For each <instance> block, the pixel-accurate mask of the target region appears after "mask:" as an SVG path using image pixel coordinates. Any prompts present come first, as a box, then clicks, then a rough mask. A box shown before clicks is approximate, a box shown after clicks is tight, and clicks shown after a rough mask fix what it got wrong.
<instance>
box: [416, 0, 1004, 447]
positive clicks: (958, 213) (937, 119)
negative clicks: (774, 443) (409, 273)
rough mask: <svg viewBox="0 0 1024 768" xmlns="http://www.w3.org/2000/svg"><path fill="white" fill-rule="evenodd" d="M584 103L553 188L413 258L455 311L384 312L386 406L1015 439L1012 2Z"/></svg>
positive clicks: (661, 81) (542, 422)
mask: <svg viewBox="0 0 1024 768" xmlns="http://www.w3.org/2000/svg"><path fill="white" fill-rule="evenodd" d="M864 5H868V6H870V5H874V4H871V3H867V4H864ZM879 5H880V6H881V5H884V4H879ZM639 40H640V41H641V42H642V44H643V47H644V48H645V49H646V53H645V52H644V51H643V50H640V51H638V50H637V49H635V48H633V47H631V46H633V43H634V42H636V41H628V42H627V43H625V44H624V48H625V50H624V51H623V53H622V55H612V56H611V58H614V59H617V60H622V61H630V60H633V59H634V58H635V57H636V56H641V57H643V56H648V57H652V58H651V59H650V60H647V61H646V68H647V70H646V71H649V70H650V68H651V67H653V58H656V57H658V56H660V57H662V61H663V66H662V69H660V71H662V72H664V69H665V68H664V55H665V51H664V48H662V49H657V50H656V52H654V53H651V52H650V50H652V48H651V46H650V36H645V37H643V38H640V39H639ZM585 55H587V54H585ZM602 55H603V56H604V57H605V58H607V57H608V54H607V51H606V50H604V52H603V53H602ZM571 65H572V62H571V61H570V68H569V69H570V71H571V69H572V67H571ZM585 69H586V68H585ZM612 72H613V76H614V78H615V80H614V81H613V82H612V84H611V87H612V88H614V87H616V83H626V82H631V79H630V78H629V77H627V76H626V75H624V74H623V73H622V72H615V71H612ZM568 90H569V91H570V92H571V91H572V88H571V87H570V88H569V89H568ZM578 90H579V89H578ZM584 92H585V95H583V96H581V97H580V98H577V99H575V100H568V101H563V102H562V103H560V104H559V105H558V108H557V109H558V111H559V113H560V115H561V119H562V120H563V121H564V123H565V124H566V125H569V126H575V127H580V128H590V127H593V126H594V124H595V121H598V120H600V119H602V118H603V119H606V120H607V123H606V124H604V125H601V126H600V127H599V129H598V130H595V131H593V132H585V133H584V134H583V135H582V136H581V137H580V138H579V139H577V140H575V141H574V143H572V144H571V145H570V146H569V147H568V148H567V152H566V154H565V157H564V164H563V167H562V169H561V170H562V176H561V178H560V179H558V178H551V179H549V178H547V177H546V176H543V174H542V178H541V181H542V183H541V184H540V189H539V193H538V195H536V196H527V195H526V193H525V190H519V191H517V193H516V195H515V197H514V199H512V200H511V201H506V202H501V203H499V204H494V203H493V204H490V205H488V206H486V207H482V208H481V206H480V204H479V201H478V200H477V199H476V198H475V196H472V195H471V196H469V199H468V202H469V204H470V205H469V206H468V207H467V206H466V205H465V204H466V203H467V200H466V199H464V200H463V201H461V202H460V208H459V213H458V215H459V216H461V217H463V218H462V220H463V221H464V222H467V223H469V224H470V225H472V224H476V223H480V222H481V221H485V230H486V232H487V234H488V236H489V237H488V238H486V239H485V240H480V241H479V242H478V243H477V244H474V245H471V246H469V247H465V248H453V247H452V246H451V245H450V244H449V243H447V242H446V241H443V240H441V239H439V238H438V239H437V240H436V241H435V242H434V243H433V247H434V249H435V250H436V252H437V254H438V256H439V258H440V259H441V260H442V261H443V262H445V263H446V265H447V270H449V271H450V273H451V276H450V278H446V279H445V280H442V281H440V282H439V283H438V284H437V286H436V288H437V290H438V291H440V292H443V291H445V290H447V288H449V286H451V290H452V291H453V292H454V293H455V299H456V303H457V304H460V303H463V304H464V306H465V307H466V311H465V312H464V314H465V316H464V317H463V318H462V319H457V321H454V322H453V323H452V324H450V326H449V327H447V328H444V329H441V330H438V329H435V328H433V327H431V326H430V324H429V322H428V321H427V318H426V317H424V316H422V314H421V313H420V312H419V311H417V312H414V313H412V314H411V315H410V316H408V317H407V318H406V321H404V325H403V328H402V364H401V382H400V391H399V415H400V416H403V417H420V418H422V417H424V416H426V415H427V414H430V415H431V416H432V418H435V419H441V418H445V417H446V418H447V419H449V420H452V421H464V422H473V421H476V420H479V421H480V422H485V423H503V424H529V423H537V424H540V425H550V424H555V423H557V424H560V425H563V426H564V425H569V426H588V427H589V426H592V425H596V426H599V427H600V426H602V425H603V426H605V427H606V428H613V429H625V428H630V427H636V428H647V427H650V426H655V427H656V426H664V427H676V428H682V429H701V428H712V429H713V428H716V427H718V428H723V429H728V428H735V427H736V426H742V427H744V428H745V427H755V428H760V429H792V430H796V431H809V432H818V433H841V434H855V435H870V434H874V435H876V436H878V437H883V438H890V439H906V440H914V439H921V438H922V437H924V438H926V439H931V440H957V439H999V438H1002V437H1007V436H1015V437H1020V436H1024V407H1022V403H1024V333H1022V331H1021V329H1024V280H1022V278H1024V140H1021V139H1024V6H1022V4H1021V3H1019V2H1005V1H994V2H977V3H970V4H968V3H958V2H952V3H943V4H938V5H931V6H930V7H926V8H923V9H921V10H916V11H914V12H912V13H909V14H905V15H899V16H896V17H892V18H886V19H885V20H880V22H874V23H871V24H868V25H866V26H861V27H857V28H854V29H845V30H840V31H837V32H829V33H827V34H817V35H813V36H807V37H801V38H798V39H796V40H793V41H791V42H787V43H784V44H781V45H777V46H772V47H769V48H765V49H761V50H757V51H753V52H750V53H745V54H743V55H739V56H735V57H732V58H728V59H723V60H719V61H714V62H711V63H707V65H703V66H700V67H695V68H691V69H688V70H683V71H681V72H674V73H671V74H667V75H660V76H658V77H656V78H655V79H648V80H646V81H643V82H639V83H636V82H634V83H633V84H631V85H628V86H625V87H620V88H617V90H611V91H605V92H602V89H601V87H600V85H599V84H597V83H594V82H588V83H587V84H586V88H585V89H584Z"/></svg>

What is expected:
Write every line of the listing above as a JSON array of strings, one string per line, leaving out any blank lines.

Task output:
[
  "For each <instance> block, the pixel-accurate mask of the target region appears after \"mask:\" as an SVG path using image pixel coordinates. Any prompts present come first, as a box, then clicks, then a rough mask. A box shown before clicks is approximate, a box shown after clicks is tight, and clicks shown after a rough mask fix what it got wrong.",
  "<instance>",
  "box: [416, 0, 1004, 447]",
  "positive clicks: (958, 213) (937, 119)",
  "negative clicks: (774, 443) (409, 273)",
  "rough mask: <svg viewBox=\"0 0 1024 768\" xmlns=\"http://www.w3.org/2000/svg\"><path fill=\"white\" fill-rule=\"evenodd\" d=\"M584 103L553 188L413 258L455 311L384 312L386 406L1015 439L1012 2Z\"/></svg>",
  "positive clicks: (661, 81) (542, 422)",
  "mask: <svg viewBox=\"0 0 1024 768\" xmlns=\"http://www.w3.org/2000/svg\"><path fill=\"white\" fill-rule=\"evenodd\" d=\"M864 5H868V6H870V5H874V4H871V3H867V4H864ZM879 5H880V6H881V5H884V4H879ZM639 40H640V41H641V42H642V44H643V47H644V48H645V49H646V53H645V52H644V51H643V50H640V51H638V50H637V49H635V48H633V47H631V46H633V43H634V42H636V41H628V42H627V43H625V44H624V48H625V50H624V51H623V53H622V55H612V56H611V58H614V59H617V60H622V61H630V60H633V59H634V58H635V57H636V56H641V57H643V56H648V57H652V58H651V59H650V60H647V61H646V68H647V70H646V71H649V70H650V68H651V67H653V58H656V57H658V56H660V57H662V61H663V66H662V69H660V71H662V72H664V69H665V68H664V55H665V51H664V48H662V49H657V50H656V52H654V53H651V52H650V50H652V48H651V46H650V36H645V37H643V38H640V39H639ZM585 55H587V54H585ZM602 55H603V56H604V57H605V58H607V57H608V54H607V51H606V50H604V52H603V53H602ZM571 65H572V62H571V61H570V68H569V69H570V71H571V69H572V67H571ZM585 69H586V68H585ZM612 72H613V76H614V78H615V80H614V81H613V82H612V84H611V87H612V88H614V87H616V83H626V82H631V79H630V78H629V77H627V76H626V75H624V74H623V73H622V72H615V71H612ZM568 90H569V91H570V92H571V91H572V88H571V87H570V88H569V89H568ZM578 90H579V89H578ZM584 92H585V95H583V96H581V97H580V98H577V99H575V100H568V101H563V102H562V103H560V104H559V105H558V108H557V109H558V111H559V113H560V115H561V119H562V120H563V121H564V123H565V124H566V125H569V126H575V127H580V128H590V127H593V126H594V124H595V121H598V120H600V119H602V118H603V119H606V120H607V123H606V124H604V125H601V126H600V127H599V129H598V130H595V131H593V132H585V133H584V134H583V135H582V136H581V137H580V138H579V139H577V140H575V141H574V143H572V144H571V145H570V146H569V147H568V148H567V152H566V154H565V157H564V164H563V167H562V169H561V170H562V176H561V178H560V179H558V178H551V179H549V178H547V177H546V176H543V174H542V178H541V181H542V183H541V184H540V189H539V193H538V195H536V196H527V195H526V193H525V190H519V191H517V193H516V195H515V197H514V199H512V200H511V201H506V202H501V203H499V204H494V203H493V204H490V205H488V206H486V207H482V208H481V206H480V204H479V201H478V200H477V199H476V198H475V196H472V195H471V196H469V199H468V202H469V204H470V205H469V206H468V207H467V206H466V205H465V204H466V203H467V200H466V199H464V200H463V201H461V202H460V208H459V213H458V215H459V216H461V217H463V218H462V220H463V221H464V222H467V223H469V224H470V225H472V224H476V223H480V222H481V221H485V230H486V232H487V234H488V236H489V237H488V238H486V239H485V240H480V241H479V242H478V243H477V244H474V245H471V246H469V247H465V248H453V247H452V246H451V245H450V244H449V243H447V242H446V241H443V240H441V239H439V238H438V239H437V240H436V241H435V242H434V243H433V247H434V249H435V250H436V252H437V254H438V256H439V258H440V259H441V260H442V261H443V262H445V263H446V265H447V270H449V271H450V273H451V276H450V278H446V279H445V280H442V281H440V282H439V283H438V284H437V286H436V288H437V290H438V291H440V292H443V291H445V290H447V288H449V286H451V290H452V291H453V292H454V293H455V299H456V303H457V304H460V303H463V304H464V306H465V307H466V311H465V312H464V314H465V316H464V317H463V318H462V319H457V321H454V322H453V323H452V324H450V326H449V327H447V328H444V329H441V330H438V329H435V328H433V327H431V326H430V324H429V322H428V321H427V318H426V317H424V316H422V314H421V313H420V312H419V311H417V312H414V313H412V314H411V315H410V316H408V317H407V318H406V321H404V325H403V328H402V364H401V382H400V391H399V415H400V416H403V417H420V418H422V417H424V416H426V415H427V414H430V415H431V416H432V418H435V419H441V418H445V417H446V418H447V419H449V420H452V421H464V422H473V421H476V420H479V421H480V422H485V423H503V424H529V423H537V424H540V425H550V424H555V423H557V424H560V425H563V426H564V425H569V426H588V427H589V426H592V425H596V426H599V427H600V426H602V425H603V426H605V427H606V428H613V429H625V428H630V427H636V428H647V427H650V426H655V427H656V426H664V427H676V428H682V429H701V428H712V429H713V428H716V427H718V428H723V429H728V428H735V427H736V426H742V427H744V428H745V427H755V428H760V429H792V430H796V431H809V432H818V433H841V434H855V435H870V434H874V435H876V436H878V437H883V438H890V439H906V440H914V439H921V438H922V437H924V438H926V439H931V440H957V439H999V438H1002V437H1007V436H1015V437H1020V436H1024V407H1022V403H1024V333H1022V331H1021V329H1024V280H1022V278H1024V140H1021V139H1024V6H1022V4H1021V3H1019V2H1005V1H994V2H977V3H970V4H968V3H958V2H952V3H943V4H938V5H931V6H930V7H926V8H923V9H921V10H916V11H914V12H912V13H909V14H905V15H899V16H896V17H892V18H886V19H885V20H880V22H874V23H871V24H868V25H866V26H861V27H857V28H854V29H845V30H840V31H837V32H829V33H827V34H817V35H813V36H807V37H801V38H798V39H796V40H793V41H791V42H787V43H784V44H781V45H777V46H772V47H769V48H765V49H761V50H757V51H753V52H750V53H745V54H743V55H739V56H735V57H732V58H728V59H723V60H719V61H714V62H711V63H707V65H703V66H700V67H695V68H691V69H688V70H683V71H681V72H674V73H671V74H667V75H660V76H658V77H656V78H655V79H648V80H646V81H643V82H639V83H636V82H634V83H633V84H631V85H628V86H625V87H620V88H617V90H611V91H605V92H602V89H601V87H600V85H599V84H597V83H594V82H588V83H587V84H586V88H585V89H584Z\"/></svg>"
]